* Records for this exercise
#####
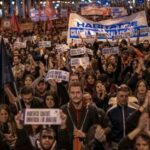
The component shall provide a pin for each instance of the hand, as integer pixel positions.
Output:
(100, 134)
(78, 134)
(18, 120)
(143, 121)
(63, 117)
(147, 128)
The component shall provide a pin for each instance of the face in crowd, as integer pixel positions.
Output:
(4, 115)
(75, 93)
(142, 143)
(122, 95)
(47, 139)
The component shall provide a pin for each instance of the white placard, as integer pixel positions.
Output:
(42, 117)
(57, 75)
(110, 51)
(82, 61)
(62, 48)
(77, 51)
(45, 44)
(20, 45)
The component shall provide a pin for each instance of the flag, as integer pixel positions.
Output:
(14, 23)
(5, 67)
(49, 10)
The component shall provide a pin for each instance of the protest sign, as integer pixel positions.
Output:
(44, 44)
(113, 27)
(57, 75)
(35, 15)
(117, 12)
(77, 51)
(26, 26)
(61, 48)
(110, 50)
(95, 9)
(6, 24)
(82, 61)
(64, 13)
(42, 117)
(89, 51)
(20, 44)
(145, 30)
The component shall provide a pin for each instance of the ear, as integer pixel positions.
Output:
(37, 143)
#####
* Given problem
Rewrite all the records above, switching "component" to "tool" and leaving everything else the same. Leave out the pictures.

* Exercise response
The tool shall provide a pin for each instance of the hand, as integer pixel positions.
Output:
(100, 134)
(78, 134)
(18, 120)
(143, 121)
(63, 117)
(147, 128)
The tool shall provide a pin for each instance of the face in crowd, as integer pixel positions.
Output:
(4, 115)
(75, 93)
(142, 143)
(122, 95)
(47, 139)
The tool shall provide a pin for each instance of the white placard, as integer pixel positions.
Output:
(42, 117)
(57, 75)
(110, 51)
(82, 61)
(62, 48)
(77, 51)
(45, 44)
(20, 45)
The tool shall provide a pin for each instance of the flag, as integer pixel positions.
Output:
(14, 23)
(5, 67)
(49, 10)
The tool shall provide a pin for each instance of the protest sign, as integer pixel positions.
Output:
(44, 44)
(113, 27)
(57, 75)
(35, 15)
(117, 12)
(77, 51)
(26, 26)
(61, 48)
(110, 50)
(95, 9)
(6, 24)
(82, 61)
(64, 13)
(42, 117)
(89, 51)
(20, 44)
(145, 30)
The tool shall provide a pin for each instance of the ear, as integer pixel positions.
Output:
(37, 143)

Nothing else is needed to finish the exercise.